* _Exercise directions_
Which lines of the entries contain the word "each"? Please list them.
Data to examine section start
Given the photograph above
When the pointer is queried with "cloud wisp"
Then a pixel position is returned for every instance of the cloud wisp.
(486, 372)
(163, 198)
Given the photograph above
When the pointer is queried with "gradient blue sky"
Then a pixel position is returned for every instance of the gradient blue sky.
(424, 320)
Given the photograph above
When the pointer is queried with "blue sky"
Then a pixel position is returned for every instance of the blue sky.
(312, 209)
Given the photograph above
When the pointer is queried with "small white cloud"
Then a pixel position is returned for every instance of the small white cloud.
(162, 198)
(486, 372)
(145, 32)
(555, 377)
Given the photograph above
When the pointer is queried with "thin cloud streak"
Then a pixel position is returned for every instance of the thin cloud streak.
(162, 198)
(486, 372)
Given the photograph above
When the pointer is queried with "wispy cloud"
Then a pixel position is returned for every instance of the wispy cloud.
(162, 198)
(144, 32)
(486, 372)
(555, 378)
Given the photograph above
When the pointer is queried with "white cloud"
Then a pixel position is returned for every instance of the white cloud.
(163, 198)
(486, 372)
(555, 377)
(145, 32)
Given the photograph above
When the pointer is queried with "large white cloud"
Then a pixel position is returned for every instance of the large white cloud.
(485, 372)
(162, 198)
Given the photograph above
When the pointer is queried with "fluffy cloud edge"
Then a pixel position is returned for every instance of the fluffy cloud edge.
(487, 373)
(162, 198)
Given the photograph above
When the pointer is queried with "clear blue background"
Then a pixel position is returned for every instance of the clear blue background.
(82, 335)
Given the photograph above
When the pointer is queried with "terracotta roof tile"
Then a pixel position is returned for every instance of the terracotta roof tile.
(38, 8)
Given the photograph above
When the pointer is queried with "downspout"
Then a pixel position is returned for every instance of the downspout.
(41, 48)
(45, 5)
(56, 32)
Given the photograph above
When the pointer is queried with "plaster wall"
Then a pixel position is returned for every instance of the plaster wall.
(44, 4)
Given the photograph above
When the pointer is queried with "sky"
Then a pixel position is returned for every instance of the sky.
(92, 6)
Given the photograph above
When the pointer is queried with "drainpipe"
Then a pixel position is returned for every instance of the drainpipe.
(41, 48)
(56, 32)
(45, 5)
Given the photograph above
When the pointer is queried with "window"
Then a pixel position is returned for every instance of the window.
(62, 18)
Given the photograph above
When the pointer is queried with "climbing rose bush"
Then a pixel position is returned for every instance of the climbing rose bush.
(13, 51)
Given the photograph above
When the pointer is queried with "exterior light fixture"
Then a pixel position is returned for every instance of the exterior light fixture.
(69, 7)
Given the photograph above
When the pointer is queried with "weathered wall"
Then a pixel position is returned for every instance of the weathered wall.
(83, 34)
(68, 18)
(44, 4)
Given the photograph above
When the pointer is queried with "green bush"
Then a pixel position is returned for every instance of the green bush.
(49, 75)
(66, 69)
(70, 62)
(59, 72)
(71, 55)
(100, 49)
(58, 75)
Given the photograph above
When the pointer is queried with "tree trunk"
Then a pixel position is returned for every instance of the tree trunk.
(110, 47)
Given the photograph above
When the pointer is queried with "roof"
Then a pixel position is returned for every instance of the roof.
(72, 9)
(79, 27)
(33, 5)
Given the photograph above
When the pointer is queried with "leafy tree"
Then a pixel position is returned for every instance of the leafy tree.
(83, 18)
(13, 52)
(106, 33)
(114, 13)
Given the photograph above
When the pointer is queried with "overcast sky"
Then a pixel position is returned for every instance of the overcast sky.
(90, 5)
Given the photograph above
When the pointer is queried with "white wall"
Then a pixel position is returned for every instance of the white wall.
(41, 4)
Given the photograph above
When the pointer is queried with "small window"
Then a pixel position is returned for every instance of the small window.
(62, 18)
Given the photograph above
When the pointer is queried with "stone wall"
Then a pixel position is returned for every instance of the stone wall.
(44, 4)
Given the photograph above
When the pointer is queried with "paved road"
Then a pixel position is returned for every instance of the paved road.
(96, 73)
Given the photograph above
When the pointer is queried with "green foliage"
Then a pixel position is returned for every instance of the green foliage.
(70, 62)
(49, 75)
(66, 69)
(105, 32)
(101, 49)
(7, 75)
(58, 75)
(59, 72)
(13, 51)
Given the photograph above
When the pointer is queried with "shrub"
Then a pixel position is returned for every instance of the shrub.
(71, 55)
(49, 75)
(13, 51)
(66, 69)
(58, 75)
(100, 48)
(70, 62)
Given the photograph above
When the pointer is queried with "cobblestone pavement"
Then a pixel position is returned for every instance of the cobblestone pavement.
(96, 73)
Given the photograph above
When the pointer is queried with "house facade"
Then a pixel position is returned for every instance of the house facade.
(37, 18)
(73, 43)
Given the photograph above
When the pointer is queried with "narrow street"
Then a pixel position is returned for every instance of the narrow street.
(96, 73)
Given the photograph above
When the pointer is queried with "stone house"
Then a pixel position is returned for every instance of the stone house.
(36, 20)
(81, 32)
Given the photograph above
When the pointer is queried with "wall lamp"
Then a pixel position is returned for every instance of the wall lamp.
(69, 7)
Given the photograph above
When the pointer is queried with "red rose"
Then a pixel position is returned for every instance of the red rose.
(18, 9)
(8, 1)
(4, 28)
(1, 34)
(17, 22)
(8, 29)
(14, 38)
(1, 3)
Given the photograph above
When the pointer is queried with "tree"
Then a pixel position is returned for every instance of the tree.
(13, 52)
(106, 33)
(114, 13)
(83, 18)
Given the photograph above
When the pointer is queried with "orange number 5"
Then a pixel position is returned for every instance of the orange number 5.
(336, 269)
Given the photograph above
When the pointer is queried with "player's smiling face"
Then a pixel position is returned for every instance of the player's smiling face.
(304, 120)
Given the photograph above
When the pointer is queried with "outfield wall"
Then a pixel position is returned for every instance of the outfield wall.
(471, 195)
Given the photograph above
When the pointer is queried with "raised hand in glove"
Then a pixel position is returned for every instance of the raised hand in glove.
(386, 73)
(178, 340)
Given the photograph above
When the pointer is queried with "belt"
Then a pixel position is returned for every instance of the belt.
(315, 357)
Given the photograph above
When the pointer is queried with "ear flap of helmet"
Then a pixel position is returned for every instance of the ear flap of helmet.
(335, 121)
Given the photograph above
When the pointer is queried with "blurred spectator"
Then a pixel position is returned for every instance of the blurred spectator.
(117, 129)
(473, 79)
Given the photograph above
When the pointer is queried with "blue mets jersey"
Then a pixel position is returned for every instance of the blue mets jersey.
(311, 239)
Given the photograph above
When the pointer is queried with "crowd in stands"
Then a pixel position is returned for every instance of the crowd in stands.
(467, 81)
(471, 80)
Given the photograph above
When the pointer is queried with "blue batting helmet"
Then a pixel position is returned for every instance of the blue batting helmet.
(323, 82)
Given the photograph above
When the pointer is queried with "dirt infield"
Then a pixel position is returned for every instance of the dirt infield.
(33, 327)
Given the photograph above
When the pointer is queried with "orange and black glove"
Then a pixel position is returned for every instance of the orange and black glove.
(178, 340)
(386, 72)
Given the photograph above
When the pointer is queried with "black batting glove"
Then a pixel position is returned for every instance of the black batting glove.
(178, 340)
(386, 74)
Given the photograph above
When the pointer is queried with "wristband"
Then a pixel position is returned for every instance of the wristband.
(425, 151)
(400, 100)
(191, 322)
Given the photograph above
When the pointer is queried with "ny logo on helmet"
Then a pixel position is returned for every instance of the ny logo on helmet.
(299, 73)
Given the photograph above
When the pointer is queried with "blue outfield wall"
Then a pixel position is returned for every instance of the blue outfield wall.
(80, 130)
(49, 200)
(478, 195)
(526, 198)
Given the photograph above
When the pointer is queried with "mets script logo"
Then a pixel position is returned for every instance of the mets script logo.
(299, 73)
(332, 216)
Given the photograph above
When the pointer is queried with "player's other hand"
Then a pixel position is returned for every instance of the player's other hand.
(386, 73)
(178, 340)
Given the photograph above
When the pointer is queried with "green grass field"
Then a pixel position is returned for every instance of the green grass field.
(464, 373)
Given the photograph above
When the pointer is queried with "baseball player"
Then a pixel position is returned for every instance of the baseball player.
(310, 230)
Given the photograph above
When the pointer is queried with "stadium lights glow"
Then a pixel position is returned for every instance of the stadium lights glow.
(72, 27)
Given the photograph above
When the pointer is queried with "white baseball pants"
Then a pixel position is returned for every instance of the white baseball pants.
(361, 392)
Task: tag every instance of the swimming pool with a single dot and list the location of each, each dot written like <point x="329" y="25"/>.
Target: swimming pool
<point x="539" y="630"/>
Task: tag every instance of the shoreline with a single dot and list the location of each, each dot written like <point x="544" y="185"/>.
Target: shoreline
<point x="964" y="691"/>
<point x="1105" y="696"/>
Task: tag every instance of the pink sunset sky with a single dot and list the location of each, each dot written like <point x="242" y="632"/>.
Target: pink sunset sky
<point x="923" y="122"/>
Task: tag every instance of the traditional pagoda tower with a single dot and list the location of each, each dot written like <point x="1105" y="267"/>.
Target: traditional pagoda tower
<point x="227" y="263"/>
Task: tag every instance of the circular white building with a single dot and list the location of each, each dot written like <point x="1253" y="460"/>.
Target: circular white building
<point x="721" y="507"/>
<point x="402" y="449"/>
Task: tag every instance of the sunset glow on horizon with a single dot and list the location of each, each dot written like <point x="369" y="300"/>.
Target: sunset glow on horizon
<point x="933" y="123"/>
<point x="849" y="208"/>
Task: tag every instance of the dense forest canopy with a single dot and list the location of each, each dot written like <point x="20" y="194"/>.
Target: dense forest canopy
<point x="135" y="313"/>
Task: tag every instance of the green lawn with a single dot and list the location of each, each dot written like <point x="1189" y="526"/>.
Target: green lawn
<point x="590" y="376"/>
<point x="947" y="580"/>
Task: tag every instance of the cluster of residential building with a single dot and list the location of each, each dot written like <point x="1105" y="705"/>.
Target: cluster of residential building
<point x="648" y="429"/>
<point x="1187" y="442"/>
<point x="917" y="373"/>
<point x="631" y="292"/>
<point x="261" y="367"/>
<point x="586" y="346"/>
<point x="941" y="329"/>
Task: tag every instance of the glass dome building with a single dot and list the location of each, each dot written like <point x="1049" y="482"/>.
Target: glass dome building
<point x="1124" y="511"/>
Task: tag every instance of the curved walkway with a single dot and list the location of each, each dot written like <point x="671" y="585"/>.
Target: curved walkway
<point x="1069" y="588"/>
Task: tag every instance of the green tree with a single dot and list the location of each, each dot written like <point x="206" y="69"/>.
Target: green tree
Data to examine section end
* _Answer space_
Task: tag every instance of the swimming pool with a single dot and list the location of each, each dot written like <point x="329" y="25"/>.
Task: tag every instance of the shoreline with a single dot and list the location of each, each dot written like <point x="544" y="185"/>.
Task: tag every instance of the pink sunset sky with a single dot and list the location of each, each dot written like <point x="242" y="632"/>.
Task: tag every instance of the traditional pagoda tower with a single dot and list the location of each, each dot written like <point x="1105" y="267"/>.
Task: tag every instance of the circular white building with a single dot and list the location of each, each dot written like <point x="1253" y="460"/>.
Task: tag every instance of the sunset glow on horizon with a single dot and list the location of each, each dot written like <point x="369" y="300"/>.
Task: tag every instance of the dense forest canopy with a single dot and list the location of each, each dot written like <point x="20" y="194"/>.
Task: tag every instance of the green lawn with a single dot and list the location of each, each dot written like <point x="1189" y="526"/>.
Task: tag every instance of the cluster of residential building with a single dot and list the location of each, each dot written like <point x="1105" y="705"/>.
Task: tag every instance of the glass dome building with a single dot and list the location of each, each dot written like <point x="1049" y="482"/>.
Task: tag every instance of the curved walkway with a single dot and list the location of each, each dot written like <point x="671" y="585"/>.
Task: tag every instance of the green tree with a single dot and list the location of each, each dot written like <point x="206" y="69"/>.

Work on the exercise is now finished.